* BEGIN DATASET *

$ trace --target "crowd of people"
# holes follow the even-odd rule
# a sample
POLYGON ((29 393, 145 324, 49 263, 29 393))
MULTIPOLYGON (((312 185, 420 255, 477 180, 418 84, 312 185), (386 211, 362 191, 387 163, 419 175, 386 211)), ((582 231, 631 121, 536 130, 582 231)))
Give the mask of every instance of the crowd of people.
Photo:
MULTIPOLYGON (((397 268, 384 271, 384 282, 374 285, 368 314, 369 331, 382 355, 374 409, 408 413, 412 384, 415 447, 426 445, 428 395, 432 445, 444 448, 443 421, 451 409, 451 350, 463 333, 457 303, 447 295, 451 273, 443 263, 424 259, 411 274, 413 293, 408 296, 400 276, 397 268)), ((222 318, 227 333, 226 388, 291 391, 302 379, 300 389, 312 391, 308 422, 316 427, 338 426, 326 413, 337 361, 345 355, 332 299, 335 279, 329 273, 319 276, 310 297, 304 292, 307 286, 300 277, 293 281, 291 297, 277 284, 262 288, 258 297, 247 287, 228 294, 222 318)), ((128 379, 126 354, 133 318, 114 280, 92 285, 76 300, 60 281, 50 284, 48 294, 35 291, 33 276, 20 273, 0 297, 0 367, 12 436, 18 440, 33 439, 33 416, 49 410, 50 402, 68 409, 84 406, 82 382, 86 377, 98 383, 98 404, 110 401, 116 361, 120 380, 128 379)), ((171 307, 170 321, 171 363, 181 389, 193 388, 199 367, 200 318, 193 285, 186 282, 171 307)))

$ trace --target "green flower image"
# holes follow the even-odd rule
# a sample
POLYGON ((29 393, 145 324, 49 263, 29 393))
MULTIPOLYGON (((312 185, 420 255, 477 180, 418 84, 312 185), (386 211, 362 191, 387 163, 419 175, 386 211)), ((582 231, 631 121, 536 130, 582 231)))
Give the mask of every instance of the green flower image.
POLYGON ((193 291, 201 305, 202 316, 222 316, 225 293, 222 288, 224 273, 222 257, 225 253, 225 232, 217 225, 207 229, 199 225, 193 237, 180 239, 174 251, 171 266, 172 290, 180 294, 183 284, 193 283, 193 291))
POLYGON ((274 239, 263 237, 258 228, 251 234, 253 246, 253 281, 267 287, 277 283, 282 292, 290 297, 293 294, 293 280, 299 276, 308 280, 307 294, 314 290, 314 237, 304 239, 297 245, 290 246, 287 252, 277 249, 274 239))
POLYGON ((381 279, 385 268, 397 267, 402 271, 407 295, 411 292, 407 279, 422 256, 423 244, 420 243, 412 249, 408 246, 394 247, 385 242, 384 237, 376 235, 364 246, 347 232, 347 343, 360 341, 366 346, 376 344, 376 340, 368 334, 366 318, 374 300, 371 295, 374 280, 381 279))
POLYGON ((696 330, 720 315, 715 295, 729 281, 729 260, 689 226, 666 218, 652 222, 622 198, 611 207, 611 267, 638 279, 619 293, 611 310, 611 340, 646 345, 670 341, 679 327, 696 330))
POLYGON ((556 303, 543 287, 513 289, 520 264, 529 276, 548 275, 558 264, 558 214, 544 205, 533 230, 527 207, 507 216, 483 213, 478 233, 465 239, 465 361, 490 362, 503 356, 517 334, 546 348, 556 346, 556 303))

* END DATASET *

EXERCISE: Format every nonblank line from the start of the items up to and including the line with "MULTIPOLYGON (((397 268, 384" as a JSON list of strings, with one string for each line.

ANSWER TO THE TASK:
[
  "$ trace --target \"crowd of people\"",
  "# holes follow the even-odd rule",
  "# a sample",
  "POLYGON ((29 393, 145 324, 49 263, 29 393))",
  "MULTIPOLYGON (((312 185, 420 255, 477 180, 418 84, 312 185), (386 211, 362 191, 387 163, 419 175, 386 211)), ((582 231, 631 121, 536 130, 582 231)))",
  "Give the mask of every instance of the crowd of people.",
  "Photo:",
  "MULTIPOLYGON (((397 268, 384 271, 384 282, 374 285, 368 314, 369 331, 382 355, 374 409, 408 413, 412 384, 415 447, 426 445, 428 395, 432 445, 444 448, 443 421, 451 409, 451 350, 463 333, 457 303, 447 295, 451 273, 443 263, 424 259, 411 274, 413 293, 408 296, 400 276, 397 268)), ((222 318, 227 333, 226 388, 291 391, 302 379, 300 389, 312 391, 308 422, 316 427, 338 426, 326 413, 337 361, 345 355, 332 299, 335 279, 329 273, 319 276, 310 297, 304 292, 307 286, 300 277, 293 281, 291 297, 277 284, 262 288, 258 297, 247 287, 228 294, 222 318)), ((128 379, 126 354, 133 318, 114 280, 92 285, 76 300, 60 281, 50 284, 48 294, 35 291, 33 276, 20 273, 0 297, 0 367, 12 436, 18 440, 33 439, 33 416, 49 410, 50 402, 68 409, 84 406, 82 382, 86 377, 98 383, 98 404, 110 401, 116 361, 120 380, 128 379)), ((171 307, 170 321, 171 363, 181 389, 193 388, 199 367, 200 318, 193 285, 186 282, 171 307)))"
]